:: WHAT TO DO ::
1. From the post on classified theft and Clinton's e-mails, return word for word the part that opens with the words containing "This is a quote" and closes with "the number 3.".
2. According to the post on classified theft and Clinton's e-mails, how many of the e-mails bore classified markings?

:: PASSAGE TO READ ::

┄┄┄┄┄┄┄┄┄┄┄┄┄┄┄┄┄┄┄┄

Classified Theft vs Clinton’s E-mails

nsoc-2012Another contractor has deliberately taken classified from NSA (though this time no one successfully absconded to China and Russia). It is also a Booz Allen Hamilton contractor, like Ed Snowden, which is awkward for them. Booz employs a large number of people in sensitive positions, and this certainly isn’t indicative of an actual systemic problem, though that will hardly prevent people from insinuating such. I haven’t immediately noticed anyone talking much about the company though. Instead I read and hear faulty comparisons between acts of deliberate compromise of classified and Hillary Clinton’s e-mails. One might think that the FBI’s investigation into this matter would put it to rest; one would be wrong in such a supposition. I don’t know that I can explain it any more clearly than the FBI director, but I’ll give my $0.02 anyway.

This is a quote from Director Comey’s statement regarding marked e-mails: “Separately, it is important to say something about the marking of classified information. Only a very small number of the e-mails containing classified information bore markings indicating the presence of classified information. But even if information is not marked ‘classified’ in an e-mail, participants who know or should know that the subject matter is classified are still obligated to protect it.” That very small number turned out to be the number 3.

Since this was an unclassified server and an unclassified e-mail address, there should have been no possibility of messages marked as classified being transmitted. Spillage (the accidental transfer of information that should have been treated as classified over an unclassified system) is unfortunately routine, but normally people do not mark spilled information as classified. If they did, then they would reasonably realize that they were in the process of doing something wrong and stop. So what was Director Comey talking about? If there were actual messages that were marked as classified then that means that someone either deliberately printed properly marked classified materials and introduced them to an unclassified system. That should certainly merit prosecution. The reason this did not warrant prosecution is that, as Department of State Spokesman Kirby later clarified, these were documents from which the classifications should have been removed because they were no longer classified. While there were portion markings (errant symbols on individual paragraphs that indicated “confidential”), there were no marks on the top and bottom of the documents as is required. This is because State routinely deals with low-level classified information that is no longer classified once an event occurs. Normal protocol is to remove all of the classified markers from the document after the fact. In this case, someone failed to remove the portion markings on some paragraphs. Because the portion markings were erroneous there was no actual transmission of classified, and no actual violation. It still problematic, but this is why they do not rise to the level of criminal conduct.

Aside from that comment, the rest of the director’s statement was a pretty straight-forward explanation of why there is no recommendation for prosecution. Simply put, there was no evidence that there was any intentional wrong-doing. Director Comey did cite 110 messages (out of tens of thousands) that included classified information. He stated that the information was classified at the time the messages were sent, rather than classified after the fact. Let’s clarify that none of this was marked classified (aside from what has already been discussed). That it was – or, more precisely, should have been – classified at the time it was sent is a matter of opinion, and the opinions in this case come from other agencies. Director Comey remarked about going back to the information “owners” for clarification of whether something was classified at the time, and that is unfortunately more subjective than we’d like to think. For example, both CIA and DIA routinely classify every-single-thing as secret and not releasable, even when relating information from an unclassified source document. Even Director of National Intelligence James Clapper admitted that the intelligence community at large routinely over-classifies information, and the determination of classification is a very subjective matter. There could easily be disagreements between agencies, and there could easily be confusion and accidental spillage. That would not reach the threshold of criminal intent – and intent is a facet that must be demonstrated in a criminal case. Negligence may suffice as intent in some cases, but with so much interagency disagreement on what is and isn’t classified it becomes tricky to nail negligence down. Explicit intent is easier, but Director Comey says such intent was not evident.

┄┄┄┄┄┄┄┄┄┄┄┄┄┄┄┄┄┄┄┄

:: MATERIAL ::
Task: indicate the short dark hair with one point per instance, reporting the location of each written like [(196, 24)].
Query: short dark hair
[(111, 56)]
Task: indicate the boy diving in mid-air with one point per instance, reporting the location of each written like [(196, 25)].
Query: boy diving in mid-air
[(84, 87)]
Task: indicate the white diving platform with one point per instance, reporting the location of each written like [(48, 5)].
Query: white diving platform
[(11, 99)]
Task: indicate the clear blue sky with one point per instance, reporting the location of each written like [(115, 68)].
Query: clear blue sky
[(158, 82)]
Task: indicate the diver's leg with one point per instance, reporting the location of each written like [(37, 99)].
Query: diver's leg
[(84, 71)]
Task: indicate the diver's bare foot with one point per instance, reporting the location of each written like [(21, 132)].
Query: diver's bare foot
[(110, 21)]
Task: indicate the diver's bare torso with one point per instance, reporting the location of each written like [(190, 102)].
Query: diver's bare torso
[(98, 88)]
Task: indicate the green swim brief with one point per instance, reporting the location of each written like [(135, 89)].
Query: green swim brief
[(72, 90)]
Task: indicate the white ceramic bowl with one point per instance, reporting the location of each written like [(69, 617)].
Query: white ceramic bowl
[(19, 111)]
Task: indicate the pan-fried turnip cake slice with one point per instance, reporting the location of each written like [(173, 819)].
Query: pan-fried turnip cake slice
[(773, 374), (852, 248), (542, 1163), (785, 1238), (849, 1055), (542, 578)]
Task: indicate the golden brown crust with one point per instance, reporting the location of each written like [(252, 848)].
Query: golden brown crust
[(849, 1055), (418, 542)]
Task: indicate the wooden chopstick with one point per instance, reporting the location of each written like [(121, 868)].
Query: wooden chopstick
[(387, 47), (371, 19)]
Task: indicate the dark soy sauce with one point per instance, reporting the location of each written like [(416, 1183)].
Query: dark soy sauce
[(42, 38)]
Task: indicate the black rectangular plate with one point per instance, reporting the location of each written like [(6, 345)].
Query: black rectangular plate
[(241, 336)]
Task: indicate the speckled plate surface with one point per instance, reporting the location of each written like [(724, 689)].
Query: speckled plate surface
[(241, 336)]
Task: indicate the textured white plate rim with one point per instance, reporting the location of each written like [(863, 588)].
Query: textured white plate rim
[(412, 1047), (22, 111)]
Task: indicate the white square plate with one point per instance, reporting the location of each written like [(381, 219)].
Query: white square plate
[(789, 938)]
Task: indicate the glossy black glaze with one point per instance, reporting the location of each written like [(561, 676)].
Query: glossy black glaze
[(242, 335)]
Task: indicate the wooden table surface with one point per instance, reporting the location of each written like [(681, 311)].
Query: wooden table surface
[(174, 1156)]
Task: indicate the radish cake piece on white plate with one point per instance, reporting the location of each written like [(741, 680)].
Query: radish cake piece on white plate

┄┄┄┄┄┄┄┄┄┄┄┄┄┄┄┄┄┄┄┄

:: ANSWERS TO THE EXERCISES ::
1.
This is a quote from Director Comey’s statement regarding marked e-mails: “Separately, it is important to say something about the marking of classified information. Only a very small number of the e-mails containing classified information bore markings indicating the presence of classified information. But even if information is not marked ‘classified’ in an e-mail, participants who know or should know that the subject matter is classified are still obligated to protect it.” That very small number turned out to be the number 3.

2. Three.